Il est des moments où, dans la vie d’une nation, tout va mal, tout, et tout le monde s’en rend compte, du plus vieux au dernier-né, générant ainsi une sorte de « panique au pays » qui profite aux prophètes de malheur de tout poil. La période que le Mali connait actuellement ne fait pas exception. C’est une sorte de période ‘’roman’’, faite de péripéties terribles pour tout un peuple offensé dans sa dignité, son amour-propre, et à qui on a pu éviter de sombrer dans le pessimisme, d’avoir un état d’esprit sceptique qui le fait croire chaque jour davantage à la Nakba ((c’est le terme, car comment qualifier autrement la partition d’un pays ?).
La situation du Mali, c’est un fait, ne porte pas à l’optimisme. Nous connaissons le pouvoir malien, nous le savons d’une faiblesse vertigineuse qui le rend incapable de décisions précises- c’était le cas jusqu’à maintenant- concernant la question du nord du pays où sa voix ne porte plus, son autorité s’est effritée du moment que l’Armée Nationale y a cédé devant l’implacable rouleau compresseur des groupes rebelles armés MNLA, HCUA, MAA…, dont les drapeaux flottent, en plus de Kidal, sur Djebock ( 45 kms de Gao), sur Ber (53 kms de Tombouctou). Inutile de dire que le statu quo au nord frise l’inacceptable, et celle au sud n’en demeure pas moins une raison pour retirer sa confiance aux détenteurs actuels des leviers du pouvoir. Parce qu’il y a eu un vote, un plébiscite (77% des suffrages exprimés pour IBK) pour restaurer l’ordre politique et l’Etat. Un Etat solide comme jamais il n’a été, qui n’aura aucune commune mesure avec celui que nous avons maintenant, compartimenté, coupé en deux, avec une partie qui semble en train de couler entre les mains du pouvoir comme de l’eau.
La presse locale parle, tous les jours, et dans tous les sens, des pourparlers inclusifs qui démarrent à Alger aujourd’hui, entre le gouvernement malien et les groupes rebelles armés (HCUA, MNLA, MAA…) et d’autodéfense. C’est une presse qui est vent debout, qui s’interroge sans cesse par rapport à cette question des négociations, et, plus important encore, s’avance jusqu’à placer le président IBK au centre des critiques, lui reprochant une gestion à la diable, d’une opacité rare de l’Etat, dénonçant la mise sur pied d’une oligarchie. Au point que le slogan de campagne « Le Mali d’abord ! » a été détourné : « La famille d’abord ! ». Il y a là lieu de faire un constat, qui est qu’au Mali la presse fait plus de la politique que la politique elle-même, laquelle, à propos des pourparlers, s’est installée jusqu’ici dans le mutisme avant que le PARENA (encore ce parti, on se souvient du Mémorandum polémique sur les sept premiers mois du quinquennat du président de la République), au grand soulagement de beaucoup, ne brise la glace avec la conférence de presse donnée le samedi dernier par son président sur la « Situation politique nationale : comment sortir de l’impasse ? » où, sur le Nord, le parti du bélier blanc a proposé la réunion d’ « une Table-ronde majorité/opposition élargie aux autres forces vives du pays pour élaborer une Plateforme et une vision malienne qui seront défendues par les négociateurs du gouvernement » et « l’élection des gouverneurs de toutes les régions du Mali par des assemblées régionales élues à la proportionnelle et disposant de réelles compétences dans le cadre du principe démocratique de la libre administration des collectivités territoriales ».

§ **Exercices**:
(1) Recopiez le passage du texte sur le Mali qui va de « Il est des moments » jusqu'à « d’un pays ?). ».
(2) D'après le texte sur le Mali, pourquoi l'autorité du pouvoir malien s'est-elle effritée dans le nord du pays ? Répondez en une à trois phrases.
Les lignes qui suivent forment un matériau distinct du texte sur le Mali.

§ **Données recueillies**:
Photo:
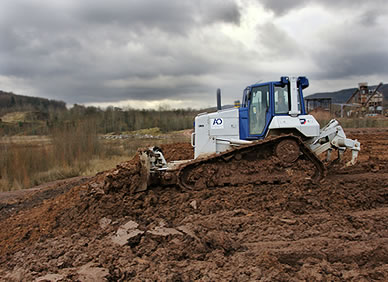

§ **Corrigés**:
(1)
Il est des moments où, dans la vie d’une nation, tout va mal, tout, et tout le monde s’en rend compte, du plus vieux au dernier-né, générant ainsi une sorte de « panique au pays » qui profite aux prophètes de malheur de tout poil. La période que le Mali connait actuellement ne fait pas exception. C’est une sorte de période ‘’roman’’, faite de péripéties terribles pour tout un peuple offensé dans sa dignité, son amour-propre, et à qui on a pu éviter de sombrer dans le pessimisme, d’avoir un état d’esprit sceptique qui le fait croire chaque jour davantage à la Nakba ((c’est le terme, car comment qualifier autrement la partition d’un pays ?).

(2) L'autorité du pouvoir malien s'est effritée dans le nord parce que l'Armée nationale y a cédé devant l'implacable rouleau compresseur des groupes rebelles armés MNLA, HCUA et MAA. Leurs drapeaux flottent désormais sur Kidal, Djebock et Ber.